(Object pointing dataset rows)
• • • •

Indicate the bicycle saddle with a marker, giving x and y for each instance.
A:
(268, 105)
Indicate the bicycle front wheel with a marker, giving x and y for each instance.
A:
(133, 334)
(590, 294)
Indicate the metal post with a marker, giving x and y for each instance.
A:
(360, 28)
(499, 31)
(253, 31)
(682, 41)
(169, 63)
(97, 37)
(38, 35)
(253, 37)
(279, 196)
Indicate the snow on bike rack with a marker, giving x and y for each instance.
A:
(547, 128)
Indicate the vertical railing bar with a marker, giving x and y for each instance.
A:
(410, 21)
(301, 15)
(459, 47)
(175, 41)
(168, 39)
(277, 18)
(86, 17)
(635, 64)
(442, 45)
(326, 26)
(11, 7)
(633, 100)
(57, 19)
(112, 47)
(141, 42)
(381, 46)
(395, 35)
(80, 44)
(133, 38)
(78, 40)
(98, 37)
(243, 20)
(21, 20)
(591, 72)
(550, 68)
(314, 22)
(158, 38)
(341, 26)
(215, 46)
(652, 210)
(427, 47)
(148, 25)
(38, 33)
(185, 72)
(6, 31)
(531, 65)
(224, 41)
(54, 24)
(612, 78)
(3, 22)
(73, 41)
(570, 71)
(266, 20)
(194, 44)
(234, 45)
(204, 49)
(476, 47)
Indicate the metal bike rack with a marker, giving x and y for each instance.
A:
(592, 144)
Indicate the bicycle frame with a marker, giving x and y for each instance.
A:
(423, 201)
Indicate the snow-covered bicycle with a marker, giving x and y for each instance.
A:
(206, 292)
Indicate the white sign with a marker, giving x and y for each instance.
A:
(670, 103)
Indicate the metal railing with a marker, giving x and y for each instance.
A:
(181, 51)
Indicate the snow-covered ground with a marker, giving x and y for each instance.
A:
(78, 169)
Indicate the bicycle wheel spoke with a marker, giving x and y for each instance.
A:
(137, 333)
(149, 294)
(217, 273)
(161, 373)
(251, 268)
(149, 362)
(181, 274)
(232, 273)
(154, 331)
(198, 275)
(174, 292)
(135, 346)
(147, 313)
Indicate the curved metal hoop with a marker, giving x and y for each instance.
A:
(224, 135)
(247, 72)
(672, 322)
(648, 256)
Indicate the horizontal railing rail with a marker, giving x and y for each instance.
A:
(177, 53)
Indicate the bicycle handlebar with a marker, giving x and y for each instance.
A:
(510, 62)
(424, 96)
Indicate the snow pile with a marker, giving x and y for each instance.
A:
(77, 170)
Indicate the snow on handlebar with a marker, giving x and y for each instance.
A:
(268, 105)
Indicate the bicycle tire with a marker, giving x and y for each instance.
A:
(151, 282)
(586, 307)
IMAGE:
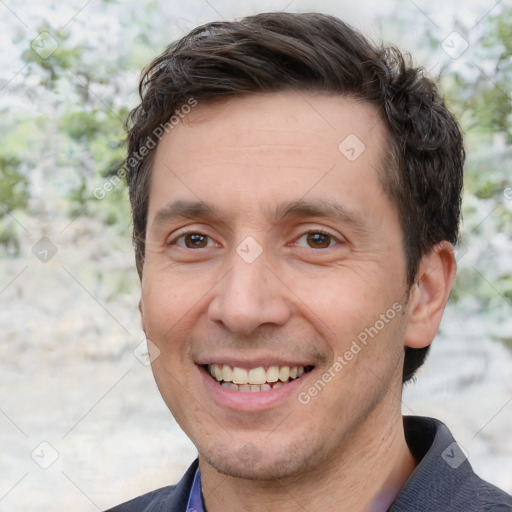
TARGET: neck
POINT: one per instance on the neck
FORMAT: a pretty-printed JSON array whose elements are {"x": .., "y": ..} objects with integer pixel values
[{"x": 364, "y": 475}]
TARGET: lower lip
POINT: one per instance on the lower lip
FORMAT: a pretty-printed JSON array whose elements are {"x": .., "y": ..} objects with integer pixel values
[{"x": 250, "y": 401}]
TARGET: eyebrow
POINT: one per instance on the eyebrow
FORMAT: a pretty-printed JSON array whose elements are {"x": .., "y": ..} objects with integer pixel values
[{"x": 183, "y": 209}]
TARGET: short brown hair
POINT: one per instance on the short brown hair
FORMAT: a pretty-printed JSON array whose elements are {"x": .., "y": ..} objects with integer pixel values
[{"x": 274, "y": 52}]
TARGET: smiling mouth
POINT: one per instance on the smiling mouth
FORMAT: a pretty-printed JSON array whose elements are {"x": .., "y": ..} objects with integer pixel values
[{"x": 255, "y": 379}]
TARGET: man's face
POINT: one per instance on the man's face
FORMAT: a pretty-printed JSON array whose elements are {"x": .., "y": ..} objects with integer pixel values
[{"x": 271, "y": 243}]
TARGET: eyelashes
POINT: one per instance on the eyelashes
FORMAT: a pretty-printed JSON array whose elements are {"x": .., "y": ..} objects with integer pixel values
[{"x": 313, "y": 239}]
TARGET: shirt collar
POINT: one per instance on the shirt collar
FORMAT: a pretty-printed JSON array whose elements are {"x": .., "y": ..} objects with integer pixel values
[{"x": 195, "y": 500}]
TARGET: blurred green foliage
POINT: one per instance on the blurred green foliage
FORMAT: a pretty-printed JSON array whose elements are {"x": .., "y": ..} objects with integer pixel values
[{"x": 76, "y": 140}]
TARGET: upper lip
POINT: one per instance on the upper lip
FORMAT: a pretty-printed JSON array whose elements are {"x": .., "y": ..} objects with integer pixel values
[{"x": 248, "y": 362}]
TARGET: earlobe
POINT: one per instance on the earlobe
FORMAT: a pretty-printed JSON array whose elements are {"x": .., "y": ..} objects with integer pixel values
[{"x": 429, "y": 295}]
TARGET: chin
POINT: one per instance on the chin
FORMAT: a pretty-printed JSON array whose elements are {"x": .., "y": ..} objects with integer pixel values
[{"x": 251, "y": 463}]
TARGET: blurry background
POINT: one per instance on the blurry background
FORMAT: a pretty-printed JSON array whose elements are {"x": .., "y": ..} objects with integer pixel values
[{"x": 81, "y": 422}]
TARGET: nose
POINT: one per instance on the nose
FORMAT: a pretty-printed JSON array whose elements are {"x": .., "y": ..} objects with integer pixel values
[{"x": 250, "y": 295}]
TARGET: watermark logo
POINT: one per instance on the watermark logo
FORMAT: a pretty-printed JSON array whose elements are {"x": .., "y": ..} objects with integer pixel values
[
  {"x": 344, "y": 359},
  {"x": 44, "y": 250},
  {"x": 352, "y": 147},
  {"x": 454, "y": 455},
  {"x": 454, "y": 45},
  {"x": 44, "y": 45},
  {"x": 146, "y": 352},
  {"x": 249, "y": 250},
  {"x": 44, "y": 455}
]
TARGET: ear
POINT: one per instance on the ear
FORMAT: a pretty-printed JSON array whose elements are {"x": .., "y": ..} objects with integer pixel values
[{"x": 429, "y": 294}]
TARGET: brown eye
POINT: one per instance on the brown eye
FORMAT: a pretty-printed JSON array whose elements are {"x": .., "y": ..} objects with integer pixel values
[
  {"x": 195, "y": 241},
  {"x": 316, "y": 240},
  {"x": 319, "y": 240}
]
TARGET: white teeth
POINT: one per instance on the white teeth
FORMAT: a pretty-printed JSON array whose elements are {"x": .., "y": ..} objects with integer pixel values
[
  {"x": 227, "y": 373},
  {"x": 257, "y": 376},
  {"x": 255, "y": 379},
  {"x": 273, "y": 374},
  {"x": 284, "y": 373},
  {"x": 229, "y": 385},
  {"x": 240, "y": 375}
]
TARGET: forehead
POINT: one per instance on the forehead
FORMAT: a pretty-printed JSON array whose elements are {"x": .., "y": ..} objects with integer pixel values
[{"x": 270, "y": 148}]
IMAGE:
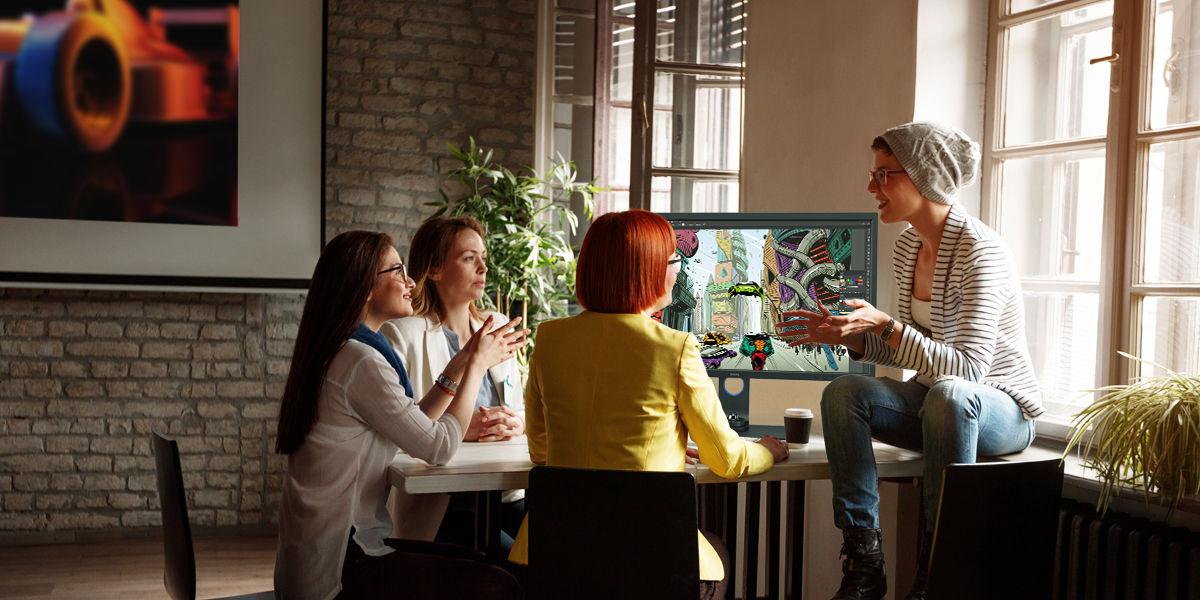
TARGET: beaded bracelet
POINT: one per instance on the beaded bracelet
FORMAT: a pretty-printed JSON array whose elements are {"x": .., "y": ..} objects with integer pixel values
[
  {"x": 447, "y": 384},
  {"x": 443, "y": 388}
]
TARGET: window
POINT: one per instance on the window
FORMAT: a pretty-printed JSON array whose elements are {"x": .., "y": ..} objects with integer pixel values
[
  {"x": 679, "y": 151},
  {"x": 1092, "y": 174}
]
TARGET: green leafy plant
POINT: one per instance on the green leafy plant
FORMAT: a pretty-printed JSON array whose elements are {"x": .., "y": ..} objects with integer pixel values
[
  {"x": 531, "y": 258},
  {"x": 1145, "y": 435}
]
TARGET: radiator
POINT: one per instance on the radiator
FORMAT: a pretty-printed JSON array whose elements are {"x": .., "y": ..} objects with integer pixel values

• • • •

Directions for this task:
Duplicate the material above line for line, with no changes, and omit the pictures from your answer.

Output for this task:
Indicate the bicycle saddle with a marker, giving x and y for each instance.
A:
(268, 105)
Indicate the bicycle front wheel with a marker, giving x and y for each instance.
A:
(133, 334)
(590, 294)
Indicate the metal post with a marker, giving x and y for each instance.
A:
(360, 28)
(499, 31)
(253, 31)
(682, 41)
(169, 63)
(97, 37)
(38, 35)
(253, 37)
(279, 196)
Indicate the snow on bike rack with a marker, giving x and y for each instance.
A:
(547, 128)
Indicate the vertical railing bar with a marker, giving x and y for each instance.
A:
(410, 21)
(301, 15)
(459, 47)
(175, 41)
(168, 39)
(277, 18)
(86, 17)
(635, 64)
(442, 45)
(326, 26)
(11, 7)
(633, 100)
(57, 19)
(112, 47)
(141, 42)
(381, 46)
(395, 35)
(80, 44)
(133, 38)
(78, 40)
(98, 37)
(243, 20)
(21, 20)
(591, 72)
(550, 68)
(314, 22)
(158, 38)
(341, 26)
(215, 46)
(652, 210)
(427, 47)
(148, 25)
(38, 33)
(185, 72)
(6, 31)
(531, 65)
(224, 41)
(54, 24)
(612, 78)
(3, 22)
(73, 41)
(570, 71)
(266, 20)
(194, 44)
(234, 45)
(204, 49)
(476, 47)
Indicate the metal bike rack with a marker, giving x and y for each instance.
A:
(592, 144)
Indicate the bicycle frame with a marker, giving x and y for each instance.
A:
(423, 201)
Indicate the snow-covered bicycle with a marker, giving x and y for each instance.
A:
(206, 292)
Indicate the white sign with a marker, giving x and y for each instance.
A:
(670, 103)
Indicate the metal railing with a marker, giving x and y for each instance.
A:
(181, 51)
Indicate the snow-covered ground with a marker, giving x and y for each instance.
A:
(78, 169)
Indicate the bicycle wheel spoke with a marker, giving x and y for each instance.
A:
(137, 333)
(149, 294)
(217, 273)
(161, 373)
(251, 268)
(149, 362)
(181, 274)
(232, 273)
(154, 331)
(198, 275)
(174, 292)
(135, 346)
(147, 313)
Indicate the curved metal hoop with a marker, giving x and y for each instance.
A:
(224, 135)
(247, 72)
(672, 322)
(648, 256)
Indicate the horizontal railing rail with a marker, giving x and y for each instance.
A:
(177, 53)
Indicate the bicycle handlebar with a marker, giving x and y for each instance.
A:
(510, 62)
(424, 96)
Indicate the snow pile with a marker, giving x and y for each instance.
A:
(77, 170)
Indicate the snow on handlebar with a marker, giving x and y for each instance.
A:
(268, 105)
Indicate the bicycle tire with a marker, giving x and y for each instance.
A:
(151, 282)
(586, 307)
IMAGE:
TARGET: neck
POINT: one per instance on the neck
FORMAT: a pretty-printed JSON array whose elements are {"x": .., "y": ..} objects with integer pixel values
[{"x": 364, "y": 475}]
TARGET: lower lip
POINT: one per instance on the lower lip
FORMAT: a pretty-printed JSON array whose elements are {"x": .., "y": ..} objects with integer pixel values
[{"x": 250, "y": 401}]
TARGET: eyebrow
POINT: one per instance on the eyebrow
FORMAT: a pretty-printed JSON array whose elements are {"x": .., "y": ..} objects with integer pixel values
[{"x": 183, "y": 209}]
TARGET: short brown hair
POINT: one per instance on the short brown hair
FORMAT: a pretty-printed JSON array whose elements are {"x": .., "y": ..} objects with integer pixel values
[{"x": 274, "y": 52}]
TARGET: smiling mouth
POINT: one per instance on the smiling mouth
FORMAT: a pretty-printed JSON array whose elements are {"x": .., "y": ..} objects with integer pixel values
[{"x": 255, "y": 379}]
TARGET: man's face
POINT: one per instance on the man's face
FORMAT: a pretty-printed JSON array whose elements are {"x": .., "y": ..} objects with integer pixel values
[{"x": 271, "y": 243}]
TARGET: eyelashes
POINT: one per instance on the eyelashes
FORMAT: a pretty-printed JSON array whose elements are {"x": .., "y": ..} objects with integer pixel values
[{"x": 313, "y": 239}]
TARGET: shirt collar
POINT: one per instance on the shirt collar
FORMAT: a pretty-printed JSON array whose elements are {"x": .., "y": ..} objects with integer pixel values
[{"x": 195, "y": 500}]
TARGET: blurred green foliage
POINT: one per instance on the blurred green foliage
FORMAT: a pretty-printed JSON array whose elements are {"x": .., "y": ..} objects with integer pixel values
[{"x": 76, "y": 140}]
TARGET: upper lip
POINT: one per instance on the upper lip
FORMAT: a pretty-printed JSON array whose elements are {"x": .., "y": ..} objects with integer pixel values
[{"x": 248, "y": 362}]
TARGET: earlobe
POINT: one per instance on the earlobe
FORMAT: a pretty-printed JSON array whose elements are {"x": .., "y": ..} objects with integer pixel values
[{"x": 429, "y": 295}]
TARGET: chin
POINT: one per instance on the chin
FORMAT: a pretty-printed JSON array whose elements are {"x": .., "y": ..} objects with integer pixel values
[{"x": 251, "y": 463}]
TARGET: blurry background
POINT: one per instance on the blurry background
FORMAT: a pretty-printed JSON array whose elements are {"x": .., "y": ..} objects with integer pixel values
[{"x": 81, "y": 422}]
TARGET: nose
POINT: one per instance on the nose
FORMAT: a pretty-printed JSON array whose elements are {"x": .., "y": ..} objects with integer pixel values
[{"x": 250, "y": 295}]
TARGET: watermark logo
POINT: one per instance on the watermark logo
FORMAT: a pretty-printed JSON array whose elements are {"x": .., "y": ..} objects with integer pixel values
[
  {"x": 344, "y": 359},
  {"x": 44, "y": 250},
  {"x": 352, "y": 147},
  {"x": 454, "y": 455},
  {"x": 454, "y": 45},
  {"x": 44, "y": 45},
  {"x": 146, "y": 352},
  {"x": 249, "y": 250},
  {"x": 44, "y": 455}
]
TARGET: ear
POINT: one per instance on the ear
FORMAT: a pretty-printed JSON array whose elements are {"x": .., "y": ..} objects with integer pixel values
[{"x": 429, "y": 294}]
TARGET: brown eye
POINT: one per instance on the brown eye
FORMAT: a pretty-printed JSON array whose elements are {"x": .., "y": ..} objects with integer pixel values
[
  {"x": 195, "y": 241},
  {"x": 316, "y": 240},
  {"x": 319, "y": 240}
]
TARGET: white teeth
POINT: one per instance on the white teeth
FORMAT: a pretty-printed JSON array whose elements are {"x": .., "y": ..} objects with integer pixel values
[
  {"x": 227, "y": 373},
  {"x": 257, "y": 376},
  {"x": 255, "y": 379},
  {"x": 273, "y": 374},
  {"x": 284, "y": 373},
  {"x": 229, "y": 385},
  {"x": 240, "y": 375}
]
TARGET: forehead
POINT: one per instance on the forehead
FORMAT: a pretty-printed JSON array whose elements are {"x": .., "y": ..} objects with integer pixel values
[{"x": 270, "y": 148}]
IMAGE:
TARGET: beaded bracelet
POINT: one per instance on the beaded bracelet
FORMAT: a pretty-printed JSON array whose elements are {"x": .., "y": ..} objects with integer pixel values
[
  {"x": 447, "y": 384},
  {"x": 443, "y": 388}
]
TARGET: window
POINT: one per instance on the window
FORMAT: a pretty-printed JSON array whose elements are {"x": .., "y": ..} objects with integer pixel values
[
  {"x": 679, "y": 151},
  {"x": 1092, "y": 174}
]
TARGET: green leafy plant
POINT: one per instance on the green leafy plant
FORMAT: a pretty-printed JSON array whose elements are {"x": .., "y": ..} objects with integer pixel values
[
  {"x": 531, "y": 258},
  {"x": 1145, "y": 435}
]
TARGET: radiator
POINT: one per instance on the radiator
FORMAT: a pretty-printed JSON array whose elements are {"x": .., "y": ..} objects with integer pixel values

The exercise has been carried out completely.